The records should be written out in full, with nothing altered.

= Beginning of Section =

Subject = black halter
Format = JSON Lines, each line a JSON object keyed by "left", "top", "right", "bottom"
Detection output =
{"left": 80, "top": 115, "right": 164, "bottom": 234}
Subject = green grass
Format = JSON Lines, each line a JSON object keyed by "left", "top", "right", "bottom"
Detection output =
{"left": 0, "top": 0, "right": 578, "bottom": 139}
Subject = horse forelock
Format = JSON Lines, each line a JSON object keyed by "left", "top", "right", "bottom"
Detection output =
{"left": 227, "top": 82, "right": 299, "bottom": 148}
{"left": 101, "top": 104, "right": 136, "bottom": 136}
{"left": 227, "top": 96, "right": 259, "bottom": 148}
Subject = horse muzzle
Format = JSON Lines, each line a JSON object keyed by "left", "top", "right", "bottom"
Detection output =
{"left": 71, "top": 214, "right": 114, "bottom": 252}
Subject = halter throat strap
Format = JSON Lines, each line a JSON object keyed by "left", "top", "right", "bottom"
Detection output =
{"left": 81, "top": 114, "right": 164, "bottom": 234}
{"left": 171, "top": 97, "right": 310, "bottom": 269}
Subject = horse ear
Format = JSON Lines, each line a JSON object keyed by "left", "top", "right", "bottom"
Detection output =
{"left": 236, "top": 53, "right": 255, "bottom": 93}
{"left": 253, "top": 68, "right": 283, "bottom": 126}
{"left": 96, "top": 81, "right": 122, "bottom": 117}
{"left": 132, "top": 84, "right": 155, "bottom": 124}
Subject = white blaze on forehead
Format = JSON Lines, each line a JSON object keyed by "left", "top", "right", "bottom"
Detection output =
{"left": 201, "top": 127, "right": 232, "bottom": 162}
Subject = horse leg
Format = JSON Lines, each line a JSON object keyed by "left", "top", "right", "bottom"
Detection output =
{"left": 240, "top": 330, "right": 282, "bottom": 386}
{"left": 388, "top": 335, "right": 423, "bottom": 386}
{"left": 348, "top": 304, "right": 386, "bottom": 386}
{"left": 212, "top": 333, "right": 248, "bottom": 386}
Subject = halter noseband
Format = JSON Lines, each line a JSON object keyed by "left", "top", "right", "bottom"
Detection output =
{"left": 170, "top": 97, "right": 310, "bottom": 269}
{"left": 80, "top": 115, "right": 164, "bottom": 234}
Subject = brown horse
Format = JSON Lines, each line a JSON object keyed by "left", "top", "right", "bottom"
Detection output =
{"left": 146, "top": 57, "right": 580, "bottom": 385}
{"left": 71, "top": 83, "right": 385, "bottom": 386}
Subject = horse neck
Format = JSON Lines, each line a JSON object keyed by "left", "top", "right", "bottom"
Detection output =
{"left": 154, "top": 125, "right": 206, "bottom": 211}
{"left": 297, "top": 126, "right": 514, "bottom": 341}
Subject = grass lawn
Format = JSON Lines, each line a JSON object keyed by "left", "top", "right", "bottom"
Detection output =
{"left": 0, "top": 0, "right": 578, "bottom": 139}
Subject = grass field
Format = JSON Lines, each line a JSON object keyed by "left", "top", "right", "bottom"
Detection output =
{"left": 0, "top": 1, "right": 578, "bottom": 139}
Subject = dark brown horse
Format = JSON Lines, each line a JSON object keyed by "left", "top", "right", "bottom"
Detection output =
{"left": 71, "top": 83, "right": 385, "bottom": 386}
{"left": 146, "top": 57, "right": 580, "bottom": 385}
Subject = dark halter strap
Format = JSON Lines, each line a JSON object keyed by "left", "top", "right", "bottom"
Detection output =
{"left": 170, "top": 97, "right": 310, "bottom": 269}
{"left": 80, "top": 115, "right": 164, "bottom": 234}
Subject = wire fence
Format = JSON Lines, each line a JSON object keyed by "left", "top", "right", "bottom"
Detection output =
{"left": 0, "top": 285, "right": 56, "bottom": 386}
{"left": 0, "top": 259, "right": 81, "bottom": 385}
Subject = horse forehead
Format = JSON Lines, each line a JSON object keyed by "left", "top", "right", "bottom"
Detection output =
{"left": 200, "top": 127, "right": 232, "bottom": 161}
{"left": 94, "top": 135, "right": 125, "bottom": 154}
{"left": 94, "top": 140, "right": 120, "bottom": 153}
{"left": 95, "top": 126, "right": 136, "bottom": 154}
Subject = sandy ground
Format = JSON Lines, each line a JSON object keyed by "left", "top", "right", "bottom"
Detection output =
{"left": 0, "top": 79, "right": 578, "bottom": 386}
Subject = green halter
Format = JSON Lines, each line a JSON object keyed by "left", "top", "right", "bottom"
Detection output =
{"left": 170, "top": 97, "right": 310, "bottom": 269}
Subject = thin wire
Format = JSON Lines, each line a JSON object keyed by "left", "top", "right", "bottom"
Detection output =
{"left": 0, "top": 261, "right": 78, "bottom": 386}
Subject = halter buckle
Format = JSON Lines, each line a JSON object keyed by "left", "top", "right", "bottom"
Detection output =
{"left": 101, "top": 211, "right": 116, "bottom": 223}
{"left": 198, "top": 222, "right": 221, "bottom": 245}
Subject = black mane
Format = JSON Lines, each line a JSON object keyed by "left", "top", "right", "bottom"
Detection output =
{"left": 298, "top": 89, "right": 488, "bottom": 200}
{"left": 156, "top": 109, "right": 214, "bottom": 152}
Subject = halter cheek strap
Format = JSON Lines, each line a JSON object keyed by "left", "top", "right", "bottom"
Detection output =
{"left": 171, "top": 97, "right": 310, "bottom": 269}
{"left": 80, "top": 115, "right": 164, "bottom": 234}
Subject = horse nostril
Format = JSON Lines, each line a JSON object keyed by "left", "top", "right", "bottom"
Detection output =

= End of Section =

• RESULT OF THE TASK
Subject = black halter
Format = JSON Lines, each line a JSON object keyed by "left", "top", "right", "bottom"
Detection output =
{"left": 80, "top": 115, "right": 164, "bottom": 234}
Subject = green grass
Format = JSON Lines, each line a JSON object keyed by "left", "top", "right", "bottom"
Detection output =
{"left": 0, "top": 0, "right": 578, "bottom": 139}
Subject = horse forelock
Format = JSON Lines, each line a JSON object keyed by "left", "top", "right", "bottom"
Detection output =
{"left": 227, "top": 82, "right": 299, "bottom": 148}
{"left": 101, "top": 104, "right": 136, "bottom": 136}
{"left": 227, "top": 96, "right": 259, "bottom": 148}
Subject = horse muzzle
Format = JSON Lines, each line a JSON object keyed by "left", "top", "right", "bottom"
Detection output =
{"left": 71, "top": 214, "right": 114, "bottom": 252}
Subject = halter throat strap
Format = JSON Lines, each line a JSON object keyed by "left", "top", "right", "bottom"
Detection output =
{"left": 81, "top": 114, "right": 164, "bottom": 234}
{"left": 171, "top": 97, "right": 310, "bottom": 269}
Subject = horse ear
Format = JSON Lines, each line a JSON object keyed by "left", "top", "right", "bottom"
Detection output =
{"left": 236, "top": 53, "right": 255, "bottom": 93}
{"left": 253, "top": 68, "right": 283, "bottom": 126}
{"left": 96, "top": 81, "right": 122, "bottom": 117}
{"left": 132, "top": 84, "right": 155, "bottom": 124}
Subject = white blaze on forehead
Format = JSON Lines, each line a JSON object keyed by "left", "top", "right", "bottom"
Detection output =
{"left": 201, "top": 127, "right": 232, "bottom": 162}
Subject = horse leg
Format = JSON Lines, each line a JSON object keyed by "left", "top", "right", "bottom"
Detection output =
{"left": 240, "top": 330, "right": 282, "bottom": 386}
{"left": 388, "top": 335, "right": 423, "bottom": 386}
{"left": 348, "top": 304, "right": 386, "bottom": 386}
{"left": 212, "top": 333, "right": 248, "bottom": 386}
Subject = halter noseband
Format = JSON Lines, each line a JSON object keyed by "left", "top", "right", "bottom"
Detection output =
{"left": 170, "top": 97, "right": 310, "bottom": 269}
{"left": 80, "top": 115, "right": 164, "bottom": 234}
Subject = brown horse
Format = JSON Lines, each line a JSON object keyed by "left", "top", "right", "bottom"
Detection output =
{"left": 146, "top": 57, "right": 580, "bottom": 385}
{"left": 71, "top": 83, "right": 385, "bottom": 386}
Subject = horse neck
Format = JSON Lines, each line a JSON object keyed by "left", "top", "right", "bottom"
Detection output =
{"left": 154, "top": 125, "right": 206, "bottom": 211}
{"left": 297, "top": 126, "right": 514, "bottom": 341}
Subject = grass lawn
Format = JSON Lines, each line a JSON object keyed by "left", "top", "right", "bottom"
Detection output =
{"left": 0, "top": 0, "right": 578, "bottom": 139}
Subject = grass field
Format = JSON Lines, each line a JSON object keyed by "left", "top", "right", "bottom"
Detection output =
{"left": 0, "top": 1, "right": 578, "bottom": 139}
Subject = dark brown horse
Format = JSON Lines, each line a JSON object keyed by "left", "top", "right", "bottom"
Detection output =
{"left": 71, "top": 83, "right": 385, "bottom": 386}
{"left": 146, "top": 57, "right": 580, "bottom": 385}
Subject = dark halter strap
Format = JSON Lines, each line a JSON object keyed by "left", "top", "right", "bottom"
Detection output =
{"left": 170, "top": 97, "right": 310, "bottom": 269}
{"left": 80, "top": 115, "right": 164, "bottom": 234}
Subject = wire fence
Format = JSON Lines, each line a JSON object keyed by "left", "top", "right", "bottom"
Detection output =
{"left": 0, "top": 285, "right": 56, "bottom": 386}
{"left": 0, "top": 259, "right": 81, "bottom": 385}
Subject = horse forehead
Format = JSON Lines, each line a JSON object keyed by "left", "top", "right", "bottom"
Detection output =
{"left": 200, "top": 127, "right": 232, "bottom": 161}
{"left": 94, "top": 135, "right": 125, "bottom": 154}
{"left": 94, "top": 140, "right": 120, "bottom": 153}
{"left": 95, "top": 126, "right": 136, "bottom": 154}
Subject = sandy ground
Format = JSON Lines, each line a JSON object keyed by "left", "top", "right", "bottom"
Detection output =
{"left": 0, "top": 79, "right": 578, "bottom": 386}
Subject = green halter
Format = JSON Lines, each line a JSON object keyed by "left", "top", "right", "bottom"
Detection output =
{"left": 170, "top": 97, "right": 310, "bottom": 269}
Subject = thin wire
Format = JSON Lines, each line a JSON object keyed by "left", "top", "right", "bottom"
Detection output =
{"left": 0, "top": 261, "right": 78, "bottom": 386}
Subject = halter buckle
Format = JSON Lines, each line a JSON object keyed by "left", "top", "right", "bottom"
Detection output =
{"left": 101, "top": 211, "right": 116, "bottom": 223}
{"left": 198, "top": 222, "right": 221, "bottom": 245}
Subject = black mane
Format = JSON Lines, each line a JSON object keyed by "left", "top", "right", "bottom"
Detection output =
{"left": 298, "top": 89, "right": 488, "bottom": 200}
{"left": 156, "top": 109, "right": 214, "bottom": 152}
Subject = halter cheek strap
Format = JSON Lines, each line a JSON object keyed by "left", "top", "right", "bottom"
Detection output =
{"left": 171, "top": 97, "right": 310, "bottom": 269}
{"left": 80, "top": 115, "right": 164, "bottom": 234}
Subject = horse nostril
Format = JSON Lines, each line a JSON object keyed by "left", "top", "right", "bottom"
Detection output =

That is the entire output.